WRITTEN INSTRUCTION 1:
Answer these questions from the passage about the job offers:
(a) In which town was Mr. J. W. Outtrim's business?
(b) Where did Mr. Jones invite the writer to join him?
(c) For what price was Mr. Outtrim prepared to sell?

BEGIN TEXT

Shortly after the opening of the Melbourne shop, I was approached by Mr. Jones and invited to join him at Warrnambool.  The offer came at the time I was considering an offer from Mr. J. W. Outtrim of Daylesford to purchase his business in that town.  Prior to the war, I had called on Mr. Outtrim as a traveller and knew the shop quite well; it was the best drapery business in the district.   He was anxious to retire and was looking for what he considered a suitable person to take over from him; he did not require any ingoing and was prepared to sell to me for the value of the stock – it was certainly a very good offer.   How to raise the money was concerning me when FJ came along with his offer. 

FJ had always impressed me with his personality and his philosophy of life and theories of business, which we had discussed on many occasions, both before and after the war.  I told him of Mr. Outtrim’s offer, but the salary FJ offered was most attractive and the added prospects far exceeded what appeared to be possible as a proprietor of a country shop.

END TEXT
BEGIN LISTING

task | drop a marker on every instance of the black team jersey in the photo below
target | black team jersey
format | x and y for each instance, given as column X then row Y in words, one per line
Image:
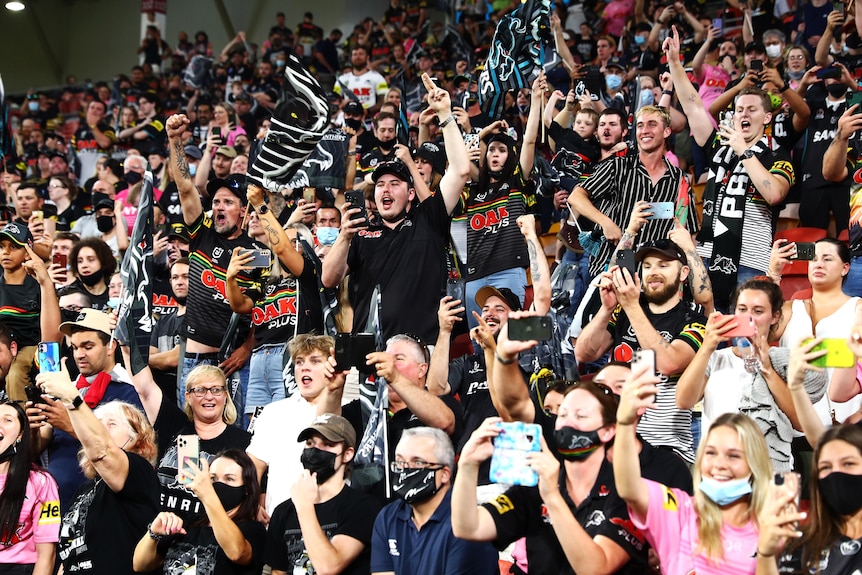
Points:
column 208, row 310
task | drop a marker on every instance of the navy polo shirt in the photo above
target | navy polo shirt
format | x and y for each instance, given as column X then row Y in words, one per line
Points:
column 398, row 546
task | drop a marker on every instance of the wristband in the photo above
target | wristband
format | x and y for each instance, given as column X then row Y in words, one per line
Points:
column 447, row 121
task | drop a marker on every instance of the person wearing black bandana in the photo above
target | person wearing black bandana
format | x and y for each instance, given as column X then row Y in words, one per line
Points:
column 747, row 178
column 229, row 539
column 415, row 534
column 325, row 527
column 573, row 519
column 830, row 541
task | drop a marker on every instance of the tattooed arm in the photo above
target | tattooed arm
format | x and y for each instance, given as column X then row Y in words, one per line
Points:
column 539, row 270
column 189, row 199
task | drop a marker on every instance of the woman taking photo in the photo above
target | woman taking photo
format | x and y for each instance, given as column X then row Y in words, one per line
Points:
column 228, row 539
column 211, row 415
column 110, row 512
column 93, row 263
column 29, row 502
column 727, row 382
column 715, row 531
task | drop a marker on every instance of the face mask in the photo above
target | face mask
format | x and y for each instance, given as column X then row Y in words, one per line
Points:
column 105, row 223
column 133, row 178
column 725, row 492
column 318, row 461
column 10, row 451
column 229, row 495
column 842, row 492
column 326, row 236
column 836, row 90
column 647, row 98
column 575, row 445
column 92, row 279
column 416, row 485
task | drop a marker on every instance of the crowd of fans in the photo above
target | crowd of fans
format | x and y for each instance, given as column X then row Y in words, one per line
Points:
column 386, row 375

END LISTING

WRITTEN INSTRUCTION 2: From the records, write out the lines unchanged, starting at the line that has "task | drop a marker on every instance of the person" and stopping after the line that has "column 830, row 541".

WORKED ANSWER 1:
(a) Daylesford
(b) Warrnambool
(c) The value of the stock

WORKED ANSWER 2:
task | drop a marker on every instance of the person wearing black bandana in the photo above
target | person wearing black bandana
format | x and y for each instance, given as column X then row Y in words, one per line
Points:
column 747, row 178
column 229, row 539
column 415, row 534
column 325, row 527
column 573, row 519
column 830, row 541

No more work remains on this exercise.